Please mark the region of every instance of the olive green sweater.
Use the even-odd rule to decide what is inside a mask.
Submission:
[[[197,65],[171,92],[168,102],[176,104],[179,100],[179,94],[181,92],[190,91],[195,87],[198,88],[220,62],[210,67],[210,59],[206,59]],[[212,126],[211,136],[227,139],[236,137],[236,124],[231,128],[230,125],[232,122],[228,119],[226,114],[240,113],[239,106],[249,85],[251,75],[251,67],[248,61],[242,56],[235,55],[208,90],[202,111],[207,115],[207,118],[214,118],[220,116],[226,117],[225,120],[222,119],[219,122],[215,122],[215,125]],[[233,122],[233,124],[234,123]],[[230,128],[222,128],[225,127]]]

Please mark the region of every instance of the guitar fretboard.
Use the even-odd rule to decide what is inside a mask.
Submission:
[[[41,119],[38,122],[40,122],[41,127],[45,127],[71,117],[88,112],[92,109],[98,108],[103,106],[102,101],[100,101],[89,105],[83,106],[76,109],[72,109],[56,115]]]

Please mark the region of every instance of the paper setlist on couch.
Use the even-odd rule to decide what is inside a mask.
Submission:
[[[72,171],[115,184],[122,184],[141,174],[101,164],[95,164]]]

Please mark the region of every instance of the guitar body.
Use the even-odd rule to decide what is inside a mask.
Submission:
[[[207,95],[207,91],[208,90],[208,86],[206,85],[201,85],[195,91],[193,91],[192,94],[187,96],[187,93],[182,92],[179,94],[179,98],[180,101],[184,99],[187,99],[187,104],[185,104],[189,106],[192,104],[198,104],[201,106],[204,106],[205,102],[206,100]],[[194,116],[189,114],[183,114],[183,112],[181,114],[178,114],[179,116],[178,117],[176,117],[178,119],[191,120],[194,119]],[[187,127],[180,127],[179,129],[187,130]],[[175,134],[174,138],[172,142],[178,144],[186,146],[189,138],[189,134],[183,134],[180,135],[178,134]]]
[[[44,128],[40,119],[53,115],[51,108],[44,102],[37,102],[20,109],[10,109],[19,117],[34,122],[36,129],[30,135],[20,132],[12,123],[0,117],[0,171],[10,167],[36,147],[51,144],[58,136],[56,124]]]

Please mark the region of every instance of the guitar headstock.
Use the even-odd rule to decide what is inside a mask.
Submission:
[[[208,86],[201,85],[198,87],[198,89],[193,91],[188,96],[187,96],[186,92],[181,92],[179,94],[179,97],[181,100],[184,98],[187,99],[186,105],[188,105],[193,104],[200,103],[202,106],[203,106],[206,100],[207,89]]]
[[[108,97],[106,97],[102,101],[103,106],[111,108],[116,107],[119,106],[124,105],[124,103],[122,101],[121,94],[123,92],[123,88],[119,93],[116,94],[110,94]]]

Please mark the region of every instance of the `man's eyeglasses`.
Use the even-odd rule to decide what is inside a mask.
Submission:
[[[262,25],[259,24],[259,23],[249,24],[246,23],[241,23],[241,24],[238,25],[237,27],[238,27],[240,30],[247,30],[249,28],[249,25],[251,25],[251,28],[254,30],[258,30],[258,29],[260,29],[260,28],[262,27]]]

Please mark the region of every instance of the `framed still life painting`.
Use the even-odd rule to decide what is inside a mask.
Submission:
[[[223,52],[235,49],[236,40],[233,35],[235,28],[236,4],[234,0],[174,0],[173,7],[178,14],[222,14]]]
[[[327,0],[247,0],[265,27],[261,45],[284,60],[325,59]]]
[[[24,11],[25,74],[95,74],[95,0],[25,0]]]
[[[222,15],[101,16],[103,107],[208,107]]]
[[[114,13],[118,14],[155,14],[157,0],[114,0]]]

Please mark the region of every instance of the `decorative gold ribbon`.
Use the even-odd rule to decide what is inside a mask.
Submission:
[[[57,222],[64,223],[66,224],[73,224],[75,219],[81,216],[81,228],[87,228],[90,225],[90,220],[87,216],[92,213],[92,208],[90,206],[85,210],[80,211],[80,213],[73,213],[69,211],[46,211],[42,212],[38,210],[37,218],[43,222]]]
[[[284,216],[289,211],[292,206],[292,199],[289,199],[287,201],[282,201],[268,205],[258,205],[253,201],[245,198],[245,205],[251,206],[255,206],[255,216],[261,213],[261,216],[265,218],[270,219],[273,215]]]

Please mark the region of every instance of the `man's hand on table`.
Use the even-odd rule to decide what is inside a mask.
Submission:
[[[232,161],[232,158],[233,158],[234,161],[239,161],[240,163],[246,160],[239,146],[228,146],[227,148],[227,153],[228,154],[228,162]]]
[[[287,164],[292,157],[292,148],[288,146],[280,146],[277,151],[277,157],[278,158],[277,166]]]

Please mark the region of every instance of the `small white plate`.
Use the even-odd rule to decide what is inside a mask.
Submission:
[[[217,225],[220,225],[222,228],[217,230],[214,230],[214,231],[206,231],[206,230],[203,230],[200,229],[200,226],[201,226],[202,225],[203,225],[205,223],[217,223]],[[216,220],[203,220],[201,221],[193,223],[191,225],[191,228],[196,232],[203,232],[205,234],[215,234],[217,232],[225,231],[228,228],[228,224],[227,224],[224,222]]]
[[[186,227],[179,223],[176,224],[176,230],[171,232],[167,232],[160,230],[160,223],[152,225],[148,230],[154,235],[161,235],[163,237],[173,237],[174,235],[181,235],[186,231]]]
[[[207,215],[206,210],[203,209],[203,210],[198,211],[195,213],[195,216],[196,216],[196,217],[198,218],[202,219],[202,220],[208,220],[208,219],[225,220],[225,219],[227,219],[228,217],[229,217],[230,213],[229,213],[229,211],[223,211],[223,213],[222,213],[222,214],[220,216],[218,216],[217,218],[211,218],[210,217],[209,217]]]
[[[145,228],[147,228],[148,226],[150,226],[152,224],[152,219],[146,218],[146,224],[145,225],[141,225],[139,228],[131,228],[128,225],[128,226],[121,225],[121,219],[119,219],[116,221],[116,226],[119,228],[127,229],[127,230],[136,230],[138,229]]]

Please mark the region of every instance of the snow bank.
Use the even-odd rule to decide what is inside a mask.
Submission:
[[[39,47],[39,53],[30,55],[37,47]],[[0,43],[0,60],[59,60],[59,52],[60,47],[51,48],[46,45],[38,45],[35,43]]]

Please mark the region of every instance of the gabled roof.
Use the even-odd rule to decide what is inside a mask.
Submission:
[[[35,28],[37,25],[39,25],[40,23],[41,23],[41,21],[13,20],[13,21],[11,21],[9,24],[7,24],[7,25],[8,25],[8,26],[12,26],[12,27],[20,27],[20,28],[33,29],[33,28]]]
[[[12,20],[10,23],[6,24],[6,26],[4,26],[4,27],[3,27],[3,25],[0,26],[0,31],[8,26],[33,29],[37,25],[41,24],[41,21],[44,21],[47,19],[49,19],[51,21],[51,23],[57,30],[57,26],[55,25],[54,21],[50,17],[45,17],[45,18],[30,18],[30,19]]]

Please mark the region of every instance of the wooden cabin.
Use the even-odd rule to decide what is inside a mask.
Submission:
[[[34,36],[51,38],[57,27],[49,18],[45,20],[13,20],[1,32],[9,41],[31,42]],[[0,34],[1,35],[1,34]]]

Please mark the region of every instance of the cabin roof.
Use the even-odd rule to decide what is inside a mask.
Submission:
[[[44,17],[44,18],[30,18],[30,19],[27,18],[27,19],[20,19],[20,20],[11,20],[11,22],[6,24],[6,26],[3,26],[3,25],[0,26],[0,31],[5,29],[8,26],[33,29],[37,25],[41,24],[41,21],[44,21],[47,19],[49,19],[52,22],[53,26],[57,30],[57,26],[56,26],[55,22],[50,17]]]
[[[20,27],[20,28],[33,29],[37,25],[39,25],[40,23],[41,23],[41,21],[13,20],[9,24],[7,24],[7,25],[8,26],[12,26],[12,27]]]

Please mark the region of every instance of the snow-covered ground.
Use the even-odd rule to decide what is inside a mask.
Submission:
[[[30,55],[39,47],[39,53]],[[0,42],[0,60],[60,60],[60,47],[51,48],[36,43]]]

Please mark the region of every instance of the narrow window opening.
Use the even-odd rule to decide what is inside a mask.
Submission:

☆ ☆ ☆ ☆

▶ YOUR GOAL
Convert the items above into a numbered list, from the line containing "Please mark the region of every instance of the narrow" through the last line of the items, with blank lines omitted.

▶ EXERCISE RESPONSE
1. Please mark the region of every instance of the narrow window opening.
2. Use the even-odd rule to decide what is inside a mask.
3. Submission:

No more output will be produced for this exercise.